- WHAT THE TASK ASKS -
Can you convert the lines of data below, starting at the line containing "Practice. Find the player's short dark" and ending at the line containing "point(292, 341)", into a numbered list with any blank lines dropped?

- MATERIAL PROVIDED -
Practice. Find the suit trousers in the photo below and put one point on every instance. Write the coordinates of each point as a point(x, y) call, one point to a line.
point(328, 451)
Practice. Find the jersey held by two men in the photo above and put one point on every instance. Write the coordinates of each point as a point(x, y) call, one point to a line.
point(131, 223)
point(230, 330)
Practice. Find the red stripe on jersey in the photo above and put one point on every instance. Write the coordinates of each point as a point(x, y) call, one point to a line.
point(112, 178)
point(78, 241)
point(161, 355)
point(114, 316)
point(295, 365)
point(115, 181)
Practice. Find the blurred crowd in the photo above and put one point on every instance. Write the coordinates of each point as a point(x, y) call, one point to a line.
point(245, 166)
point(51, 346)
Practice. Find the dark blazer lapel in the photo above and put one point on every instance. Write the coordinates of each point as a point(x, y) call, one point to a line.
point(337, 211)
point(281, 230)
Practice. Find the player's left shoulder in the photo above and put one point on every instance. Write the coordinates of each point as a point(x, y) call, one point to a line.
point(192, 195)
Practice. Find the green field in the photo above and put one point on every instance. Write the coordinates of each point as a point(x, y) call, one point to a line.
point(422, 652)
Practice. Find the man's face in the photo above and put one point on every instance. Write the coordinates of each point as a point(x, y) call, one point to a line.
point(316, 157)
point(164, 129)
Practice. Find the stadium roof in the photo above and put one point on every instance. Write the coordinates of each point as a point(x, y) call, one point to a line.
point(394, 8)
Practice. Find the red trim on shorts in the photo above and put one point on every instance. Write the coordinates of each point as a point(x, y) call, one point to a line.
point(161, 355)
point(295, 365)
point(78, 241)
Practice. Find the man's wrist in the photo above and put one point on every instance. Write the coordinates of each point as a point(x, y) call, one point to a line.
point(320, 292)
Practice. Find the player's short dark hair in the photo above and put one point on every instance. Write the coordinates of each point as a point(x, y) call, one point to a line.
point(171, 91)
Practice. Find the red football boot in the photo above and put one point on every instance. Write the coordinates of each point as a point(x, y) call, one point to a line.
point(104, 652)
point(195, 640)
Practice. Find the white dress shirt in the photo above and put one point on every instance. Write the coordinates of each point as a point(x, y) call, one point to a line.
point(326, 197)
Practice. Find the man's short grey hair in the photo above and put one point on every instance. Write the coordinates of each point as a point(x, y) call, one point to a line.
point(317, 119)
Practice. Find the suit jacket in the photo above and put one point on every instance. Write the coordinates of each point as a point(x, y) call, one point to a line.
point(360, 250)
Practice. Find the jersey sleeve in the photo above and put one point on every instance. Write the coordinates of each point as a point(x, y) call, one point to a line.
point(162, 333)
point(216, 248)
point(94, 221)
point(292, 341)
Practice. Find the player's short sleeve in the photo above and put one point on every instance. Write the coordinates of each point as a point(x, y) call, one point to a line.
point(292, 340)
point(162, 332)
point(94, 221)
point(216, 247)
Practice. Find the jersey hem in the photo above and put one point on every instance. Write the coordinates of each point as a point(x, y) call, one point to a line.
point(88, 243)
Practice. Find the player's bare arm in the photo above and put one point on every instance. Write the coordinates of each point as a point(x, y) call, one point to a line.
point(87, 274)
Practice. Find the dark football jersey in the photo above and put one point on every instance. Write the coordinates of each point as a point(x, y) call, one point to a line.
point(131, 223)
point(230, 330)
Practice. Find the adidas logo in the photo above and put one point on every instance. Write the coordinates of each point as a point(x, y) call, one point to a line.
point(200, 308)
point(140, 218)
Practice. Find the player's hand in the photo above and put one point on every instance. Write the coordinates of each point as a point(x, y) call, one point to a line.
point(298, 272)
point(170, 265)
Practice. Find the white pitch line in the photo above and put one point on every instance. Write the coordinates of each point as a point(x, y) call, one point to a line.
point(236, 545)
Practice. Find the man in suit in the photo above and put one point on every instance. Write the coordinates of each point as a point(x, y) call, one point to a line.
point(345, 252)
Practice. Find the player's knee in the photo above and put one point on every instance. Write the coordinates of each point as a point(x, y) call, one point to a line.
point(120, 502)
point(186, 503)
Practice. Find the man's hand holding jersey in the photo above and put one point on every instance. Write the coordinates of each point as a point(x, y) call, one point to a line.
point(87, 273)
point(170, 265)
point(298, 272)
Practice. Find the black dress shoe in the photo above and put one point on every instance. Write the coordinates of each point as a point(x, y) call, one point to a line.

- THE REPLY -
1. Practice. Find the player's short dark hair in the photo above and put one point on every instance. Write the coordinates of each point as a point(x, y) call, one point to a line.
2. point(171, 91)
3. Practice. Find the red football boot in the photo above and put one point on every instance. Write the coordinates of each point as a point(x, y) call, one point to a line.
4. point(104, 652)
5. point(195, 640)
6. Practice. Find the white dress shirt in the photo above and put one point on every instance. Write the coordinates of each point as a point(x, y) call, one point to a line.
7. point(326, 197)
8. Practice. Find the man's short grey hair in the photo above and put one point on every instance. Write the coordinates of each point as a point(x, y) call, one point to a line.
9. point(317, 119)
10. Practice. Find the suit jacket in the photo above and put one point on every instance. Write the coordinates of each point as a point(x, y) call, one point to a line.
11. point(360, 250)
12. Practice. Find the jersey sleeve in the photo above and put one point on every instance. Write the coordinates of each point as a point(x, y) call, one point to a line.
13. point(162, 333)
14. point(216, 248)
15. point(94, 221)
16. point(292, 341)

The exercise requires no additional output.